# START OF Recorded information
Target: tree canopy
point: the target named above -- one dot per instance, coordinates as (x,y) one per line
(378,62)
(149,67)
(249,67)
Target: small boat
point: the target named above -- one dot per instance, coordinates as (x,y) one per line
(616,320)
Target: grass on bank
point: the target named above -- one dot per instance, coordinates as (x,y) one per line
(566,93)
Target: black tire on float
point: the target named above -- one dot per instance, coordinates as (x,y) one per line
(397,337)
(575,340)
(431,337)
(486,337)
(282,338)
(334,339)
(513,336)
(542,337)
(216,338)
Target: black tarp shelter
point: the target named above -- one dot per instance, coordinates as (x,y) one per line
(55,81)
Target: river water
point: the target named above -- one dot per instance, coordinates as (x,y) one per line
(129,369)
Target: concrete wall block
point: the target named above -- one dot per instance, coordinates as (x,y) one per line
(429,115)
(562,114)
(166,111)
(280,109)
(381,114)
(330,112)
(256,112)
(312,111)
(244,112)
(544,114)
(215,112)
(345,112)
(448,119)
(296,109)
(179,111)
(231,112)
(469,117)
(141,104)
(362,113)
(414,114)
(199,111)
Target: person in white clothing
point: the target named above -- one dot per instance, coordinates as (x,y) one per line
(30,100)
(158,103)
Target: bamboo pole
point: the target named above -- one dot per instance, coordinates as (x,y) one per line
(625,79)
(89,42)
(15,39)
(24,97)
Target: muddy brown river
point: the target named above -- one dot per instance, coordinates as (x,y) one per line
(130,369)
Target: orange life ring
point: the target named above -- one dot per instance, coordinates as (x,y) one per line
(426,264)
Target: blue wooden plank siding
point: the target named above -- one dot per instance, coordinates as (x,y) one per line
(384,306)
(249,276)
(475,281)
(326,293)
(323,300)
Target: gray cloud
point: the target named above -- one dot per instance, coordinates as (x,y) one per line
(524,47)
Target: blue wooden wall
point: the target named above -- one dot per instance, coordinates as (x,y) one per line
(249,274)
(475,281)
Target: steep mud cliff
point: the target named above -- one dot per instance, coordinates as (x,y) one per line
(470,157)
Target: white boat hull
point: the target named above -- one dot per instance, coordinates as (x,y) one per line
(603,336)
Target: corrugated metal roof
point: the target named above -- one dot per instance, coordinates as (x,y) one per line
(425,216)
# END OF Recorded information
# START OF Recorded information
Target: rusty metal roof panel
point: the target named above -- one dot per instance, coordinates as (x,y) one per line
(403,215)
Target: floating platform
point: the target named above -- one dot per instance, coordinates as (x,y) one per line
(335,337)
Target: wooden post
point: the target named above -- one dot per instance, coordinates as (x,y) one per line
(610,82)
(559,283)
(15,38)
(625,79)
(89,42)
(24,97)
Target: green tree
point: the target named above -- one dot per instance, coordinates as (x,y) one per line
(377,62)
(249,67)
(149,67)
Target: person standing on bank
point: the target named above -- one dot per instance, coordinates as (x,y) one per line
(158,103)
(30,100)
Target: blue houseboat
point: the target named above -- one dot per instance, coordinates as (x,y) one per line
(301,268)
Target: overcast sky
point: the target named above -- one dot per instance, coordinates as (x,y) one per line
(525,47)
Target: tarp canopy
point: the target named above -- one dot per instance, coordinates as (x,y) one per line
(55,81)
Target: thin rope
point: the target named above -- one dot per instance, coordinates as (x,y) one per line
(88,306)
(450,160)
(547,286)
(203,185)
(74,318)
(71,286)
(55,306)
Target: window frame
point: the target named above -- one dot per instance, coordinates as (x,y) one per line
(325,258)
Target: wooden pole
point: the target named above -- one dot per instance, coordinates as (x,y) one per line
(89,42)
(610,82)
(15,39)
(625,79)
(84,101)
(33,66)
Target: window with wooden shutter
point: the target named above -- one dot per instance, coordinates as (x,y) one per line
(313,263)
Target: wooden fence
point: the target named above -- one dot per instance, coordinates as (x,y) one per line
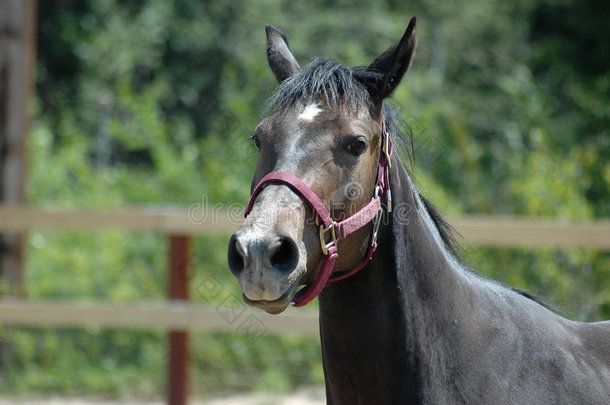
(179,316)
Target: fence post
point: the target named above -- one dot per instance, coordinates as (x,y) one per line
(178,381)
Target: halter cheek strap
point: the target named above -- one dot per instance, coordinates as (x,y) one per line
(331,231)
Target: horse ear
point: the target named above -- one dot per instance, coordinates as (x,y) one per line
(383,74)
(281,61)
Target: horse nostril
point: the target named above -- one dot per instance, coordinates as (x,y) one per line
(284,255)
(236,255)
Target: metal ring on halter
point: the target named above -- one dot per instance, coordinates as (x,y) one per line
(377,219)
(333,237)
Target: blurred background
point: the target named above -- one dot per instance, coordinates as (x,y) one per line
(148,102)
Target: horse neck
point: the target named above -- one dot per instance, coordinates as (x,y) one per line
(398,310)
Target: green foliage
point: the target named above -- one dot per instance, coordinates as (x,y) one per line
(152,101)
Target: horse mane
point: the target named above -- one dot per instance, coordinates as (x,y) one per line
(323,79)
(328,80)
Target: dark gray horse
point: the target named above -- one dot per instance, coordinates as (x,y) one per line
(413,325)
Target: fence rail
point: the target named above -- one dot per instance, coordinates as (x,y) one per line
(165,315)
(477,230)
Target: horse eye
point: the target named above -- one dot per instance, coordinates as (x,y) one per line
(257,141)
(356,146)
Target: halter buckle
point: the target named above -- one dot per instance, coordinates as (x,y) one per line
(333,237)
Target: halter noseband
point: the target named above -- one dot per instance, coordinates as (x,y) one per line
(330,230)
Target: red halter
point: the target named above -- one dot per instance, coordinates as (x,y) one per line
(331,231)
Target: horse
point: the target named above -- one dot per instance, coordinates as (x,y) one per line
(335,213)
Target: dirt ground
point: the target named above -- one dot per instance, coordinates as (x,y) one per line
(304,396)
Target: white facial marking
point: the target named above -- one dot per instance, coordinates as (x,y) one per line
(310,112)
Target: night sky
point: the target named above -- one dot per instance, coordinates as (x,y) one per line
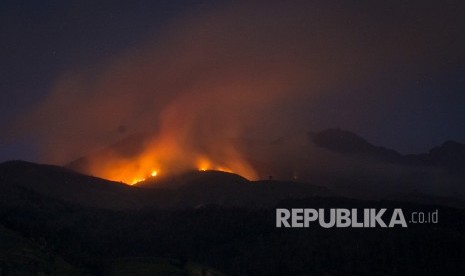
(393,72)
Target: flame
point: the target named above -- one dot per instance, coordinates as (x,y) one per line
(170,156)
# END OF Recorded information
# START OF Recorded information
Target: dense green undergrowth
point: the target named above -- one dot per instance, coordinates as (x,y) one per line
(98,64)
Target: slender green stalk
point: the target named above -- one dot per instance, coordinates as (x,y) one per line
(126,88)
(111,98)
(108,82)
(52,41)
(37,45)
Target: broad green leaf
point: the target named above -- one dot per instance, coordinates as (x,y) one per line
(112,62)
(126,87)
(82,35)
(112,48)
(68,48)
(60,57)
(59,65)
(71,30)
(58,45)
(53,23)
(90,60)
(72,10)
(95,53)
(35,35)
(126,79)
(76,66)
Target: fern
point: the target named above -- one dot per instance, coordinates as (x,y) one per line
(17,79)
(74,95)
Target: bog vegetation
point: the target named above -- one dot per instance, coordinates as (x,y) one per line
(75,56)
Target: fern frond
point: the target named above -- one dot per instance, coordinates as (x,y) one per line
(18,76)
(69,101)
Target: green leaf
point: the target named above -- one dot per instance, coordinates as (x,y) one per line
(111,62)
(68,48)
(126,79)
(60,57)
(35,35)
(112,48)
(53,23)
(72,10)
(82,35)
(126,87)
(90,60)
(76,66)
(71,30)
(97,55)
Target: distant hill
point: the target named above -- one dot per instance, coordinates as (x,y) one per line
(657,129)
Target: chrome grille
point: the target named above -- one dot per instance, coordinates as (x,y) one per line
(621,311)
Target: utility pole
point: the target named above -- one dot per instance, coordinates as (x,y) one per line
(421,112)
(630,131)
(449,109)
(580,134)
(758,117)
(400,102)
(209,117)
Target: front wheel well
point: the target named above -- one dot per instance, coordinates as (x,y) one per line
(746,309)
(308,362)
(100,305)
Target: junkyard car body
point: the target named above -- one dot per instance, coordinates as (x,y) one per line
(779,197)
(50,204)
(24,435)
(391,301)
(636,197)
# END OF Recorded information
--- Written exercise ---
Return every line of the items above that contains the word "white", treating uppercase and lowercase as different.

--- Completed task ---
Target: person in white clothing
Target: white boat hull
Target: white facial marking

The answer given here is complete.